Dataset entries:
#####
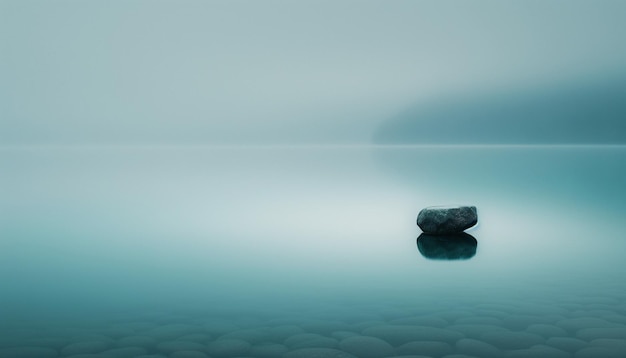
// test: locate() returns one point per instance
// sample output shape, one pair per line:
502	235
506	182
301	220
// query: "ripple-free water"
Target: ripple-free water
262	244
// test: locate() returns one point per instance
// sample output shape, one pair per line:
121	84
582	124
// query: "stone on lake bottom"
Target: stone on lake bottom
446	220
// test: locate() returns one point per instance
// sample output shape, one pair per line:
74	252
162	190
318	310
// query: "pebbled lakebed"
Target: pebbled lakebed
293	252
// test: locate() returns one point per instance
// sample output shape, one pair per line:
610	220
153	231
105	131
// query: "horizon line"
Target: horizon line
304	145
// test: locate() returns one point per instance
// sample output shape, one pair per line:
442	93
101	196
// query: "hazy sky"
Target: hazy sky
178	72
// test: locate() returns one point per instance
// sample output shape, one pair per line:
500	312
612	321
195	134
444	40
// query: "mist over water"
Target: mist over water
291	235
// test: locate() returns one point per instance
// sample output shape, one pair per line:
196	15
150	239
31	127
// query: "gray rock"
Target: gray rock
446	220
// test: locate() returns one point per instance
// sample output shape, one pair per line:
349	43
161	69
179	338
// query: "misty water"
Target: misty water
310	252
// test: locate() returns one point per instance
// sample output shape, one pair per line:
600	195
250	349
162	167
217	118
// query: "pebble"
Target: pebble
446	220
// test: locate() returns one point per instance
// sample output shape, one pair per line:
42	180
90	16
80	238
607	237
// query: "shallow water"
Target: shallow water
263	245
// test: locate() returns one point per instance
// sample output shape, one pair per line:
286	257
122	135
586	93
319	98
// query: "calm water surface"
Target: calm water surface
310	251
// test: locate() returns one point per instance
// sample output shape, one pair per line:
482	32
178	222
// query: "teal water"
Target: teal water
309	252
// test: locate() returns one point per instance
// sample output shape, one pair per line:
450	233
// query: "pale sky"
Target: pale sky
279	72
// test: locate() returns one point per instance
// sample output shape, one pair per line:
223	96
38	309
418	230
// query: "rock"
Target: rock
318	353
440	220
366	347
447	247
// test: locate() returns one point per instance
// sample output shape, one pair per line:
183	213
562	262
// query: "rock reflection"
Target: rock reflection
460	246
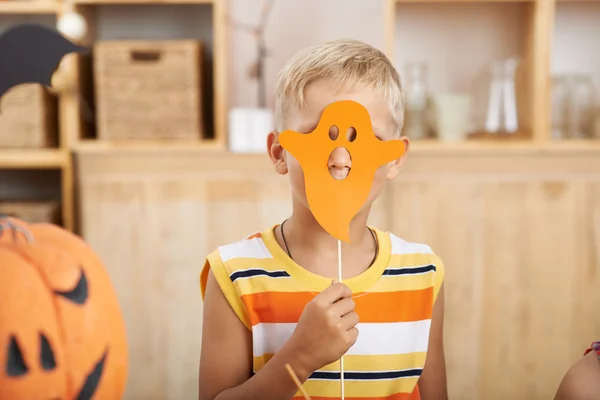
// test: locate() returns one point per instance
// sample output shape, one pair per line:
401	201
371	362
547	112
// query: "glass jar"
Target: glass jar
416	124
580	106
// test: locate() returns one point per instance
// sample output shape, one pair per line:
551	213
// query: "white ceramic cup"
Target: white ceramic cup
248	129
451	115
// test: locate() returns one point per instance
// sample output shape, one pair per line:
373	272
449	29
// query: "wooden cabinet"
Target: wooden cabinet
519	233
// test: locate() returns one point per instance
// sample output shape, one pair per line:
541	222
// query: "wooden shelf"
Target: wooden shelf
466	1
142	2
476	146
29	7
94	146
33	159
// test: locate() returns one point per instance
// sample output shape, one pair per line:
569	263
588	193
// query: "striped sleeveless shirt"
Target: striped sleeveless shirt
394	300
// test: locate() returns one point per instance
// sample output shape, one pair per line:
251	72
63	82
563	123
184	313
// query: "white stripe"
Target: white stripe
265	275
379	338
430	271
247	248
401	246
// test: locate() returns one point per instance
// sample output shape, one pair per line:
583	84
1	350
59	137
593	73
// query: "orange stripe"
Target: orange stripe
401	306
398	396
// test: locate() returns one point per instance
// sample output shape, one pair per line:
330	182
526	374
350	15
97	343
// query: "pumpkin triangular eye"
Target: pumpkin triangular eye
#####
Exercise brief —
Wherever a line in the entries holds "pumpkin", copy that line.

Written response —
// query: "pumpkin triangular eye"
Target: pumpkin triangular eye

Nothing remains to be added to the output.